REQUIREMENT — Please copy, exactly as they appear below, the lines from the one containing "In the photo above, where can the sky" through the one containing "Target: sky".

INPUT —
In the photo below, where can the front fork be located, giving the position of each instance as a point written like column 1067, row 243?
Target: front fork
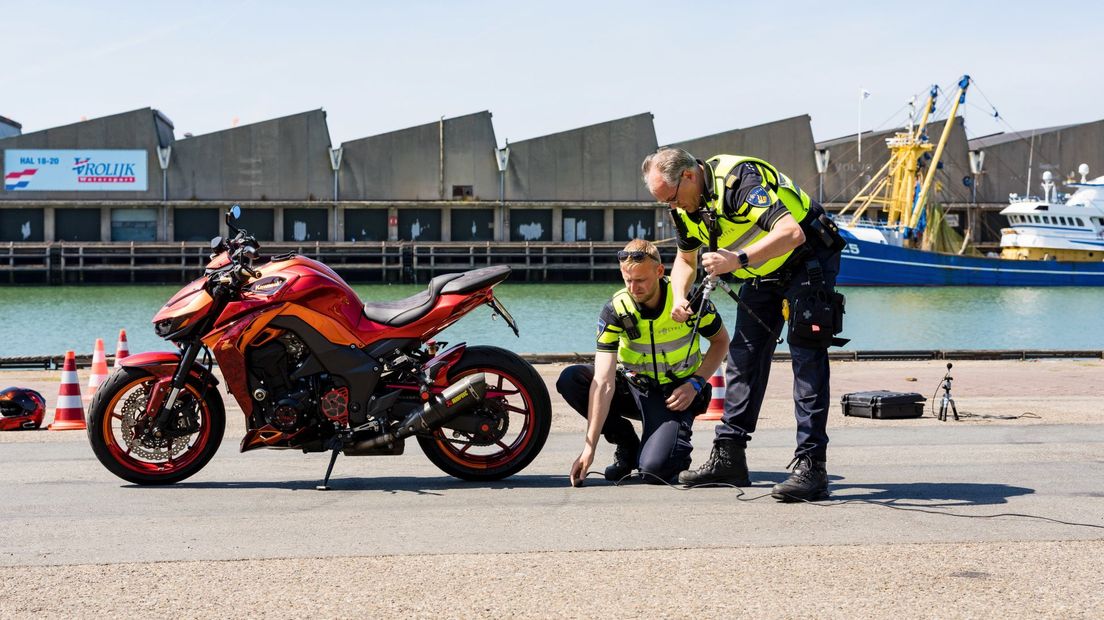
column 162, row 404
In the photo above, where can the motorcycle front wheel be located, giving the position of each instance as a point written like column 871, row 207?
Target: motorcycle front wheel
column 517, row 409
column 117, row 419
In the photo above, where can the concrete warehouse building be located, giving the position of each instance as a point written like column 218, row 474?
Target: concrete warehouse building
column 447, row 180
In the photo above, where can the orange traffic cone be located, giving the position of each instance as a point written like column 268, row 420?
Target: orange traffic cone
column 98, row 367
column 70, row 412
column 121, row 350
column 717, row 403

==

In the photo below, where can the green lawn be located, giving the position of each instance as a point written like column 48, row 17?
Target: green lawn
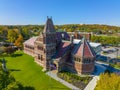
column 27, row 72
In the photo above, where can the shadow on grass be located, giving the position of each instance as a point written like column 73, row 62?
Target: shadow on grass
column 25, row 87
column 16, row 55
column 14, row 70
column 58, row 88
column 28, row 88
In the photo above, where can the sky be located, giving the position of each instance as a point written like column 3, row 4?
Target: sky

EXERCISE OUTPUT —
In the photo above, where can the sky be located, giving the position of each instance as a point written like column 3, row 4?
Target: sky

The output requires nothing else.